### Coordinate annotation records

————

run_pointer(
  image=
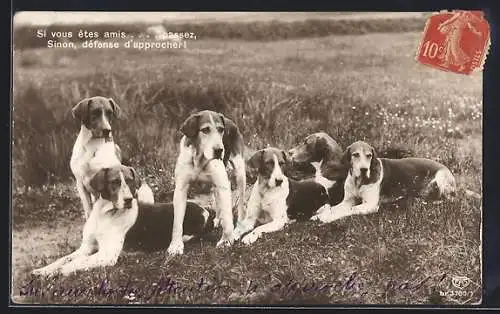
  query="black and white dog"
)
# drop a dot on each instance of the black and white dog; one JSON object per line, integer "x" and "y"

————

### Given exercise
Put the lines of the records above into a Markdown table with the columns "Row" and "Line," numbering each row and skipping blank lines. Leave the pictures out of the answer.

### Final answer
| Row | Line |
|---|---|
| 1 | run_pointer( |
| 2 |   image= |
| 3 |   query="black and white dog" |
| 4 | ) |
| 5 | # drop a dot on each instance of the black and white dog; one JSON object per line, integer "x" and "y" |